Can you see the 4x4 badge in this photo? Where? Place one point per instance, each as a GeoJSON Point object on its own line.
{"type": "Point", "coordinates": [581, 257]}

* * *

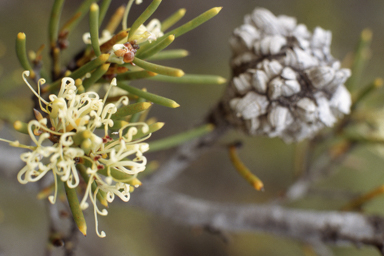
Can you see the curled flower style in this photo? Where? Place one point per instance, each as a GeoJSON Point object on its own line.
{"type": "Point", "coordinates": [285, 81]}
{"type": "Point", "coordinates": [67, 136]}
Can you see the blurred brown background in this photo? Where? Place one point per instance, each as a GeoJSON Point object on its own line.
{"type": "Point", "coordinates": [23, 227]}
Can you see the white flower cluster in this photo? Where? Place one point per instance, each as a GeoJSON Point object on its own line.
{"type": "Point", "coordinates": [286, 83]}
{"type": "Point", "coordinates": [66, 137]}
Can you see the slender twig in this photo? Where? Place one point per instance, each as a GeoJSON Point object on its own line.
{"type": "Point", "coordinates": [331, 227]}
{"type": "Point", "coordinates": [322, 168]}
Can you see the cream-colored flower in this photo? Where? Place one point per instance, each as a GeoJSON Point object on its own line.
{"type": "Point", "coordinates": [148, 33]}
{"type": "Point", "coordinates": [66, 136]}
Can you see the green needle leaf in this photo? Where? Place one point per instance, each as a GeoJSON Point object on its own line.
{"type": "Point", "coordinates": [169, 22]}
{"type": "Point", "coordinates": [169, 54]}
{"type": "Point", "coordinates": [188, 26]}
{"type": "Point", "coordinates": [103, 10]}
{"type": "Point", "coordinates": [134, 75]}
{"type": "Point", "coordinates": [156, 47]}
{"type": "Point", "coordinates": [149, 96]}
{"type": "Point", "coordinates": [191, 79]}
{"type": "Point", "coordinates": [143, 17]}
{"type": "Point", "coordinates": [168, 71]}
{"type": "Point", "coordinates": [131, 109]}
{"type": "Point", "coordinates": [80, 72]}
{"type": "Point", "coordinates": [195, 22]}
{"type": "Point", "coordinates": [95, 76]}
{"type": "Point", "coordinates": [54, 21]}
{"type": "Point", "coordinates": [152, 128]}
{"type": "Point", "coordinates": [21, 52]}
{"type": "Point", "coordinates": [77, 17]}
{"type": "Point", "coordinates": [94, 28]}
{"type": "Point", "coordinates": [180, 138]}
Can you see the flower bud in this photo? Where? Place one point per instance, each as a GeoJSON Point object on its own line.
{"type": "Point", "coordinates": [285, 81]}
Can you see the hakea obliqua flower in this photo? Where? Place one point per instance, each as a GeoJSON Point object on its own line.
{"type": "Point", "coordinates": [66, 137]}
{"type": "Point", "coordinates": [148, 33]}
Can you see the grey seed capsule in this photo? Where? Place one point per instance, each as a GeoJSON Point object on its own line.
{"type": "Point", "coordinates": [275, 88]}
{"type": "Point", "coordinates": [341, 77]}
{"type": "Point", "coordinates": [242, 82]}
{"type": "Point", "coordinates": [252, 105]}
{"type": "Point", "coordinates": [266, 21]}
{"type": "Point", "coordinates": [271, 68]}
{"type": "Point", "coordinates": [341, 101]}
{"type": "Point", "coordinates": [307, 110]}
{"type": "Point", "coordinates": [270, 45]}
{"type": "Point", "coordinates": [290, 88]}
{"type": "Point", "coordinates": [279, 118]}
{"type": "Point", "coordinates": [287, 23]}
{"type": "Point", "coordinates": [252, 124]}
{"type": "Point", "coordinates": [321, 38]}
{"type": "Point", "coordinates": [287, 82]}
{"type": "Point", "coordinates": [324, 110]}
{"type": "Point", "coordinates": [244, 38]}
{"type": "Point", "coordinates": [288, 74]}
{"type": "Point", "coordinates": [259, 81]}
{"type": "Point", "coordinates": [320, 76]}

Exercise aim —
List each line in the entries above that contains the word "Place".

Result —
Can you see the 4x4 badge in this photo? Where? Place one point per instance, each as a GeoJSON Point object on its own line.
Can you see the curled flower style in this photo? Where? Place one point per instance, each as a GeoJSON Point object on its own line.
Can you see the blurred brown background in this photo? Where? Place one point per instance, each as a GeoJSON Point object on its own line.
Can you see the white flower cluster in this photo? Where? Place one point per instance, each as a GeoJSON Point object on its own line.
Can you see the slender twig in this photo? Where? Place one point per instance, each as a GeoJSON Point object on its own line.
Can you see the cream-colored flower in this photo? Where? Place one point per instance, each as a GeoJSON Point object on its own line.
Can you see the green needle leaf in this photo? Where? Place one point per instance, each as a GeoJSON Point object on its own line.
Can you see the flower bud in this photo? Where? Place one point per instance, each as a GeoJSON Point object on its own line.
Can you see the hakea obliqua flower in this photo? Where? Place one point per instance, each as a GeoJSON Point object on its own line.
Can you see the grey seed capsule in this photo? Where? Place one point per instance, each as a GeoJSON Point object on its own line.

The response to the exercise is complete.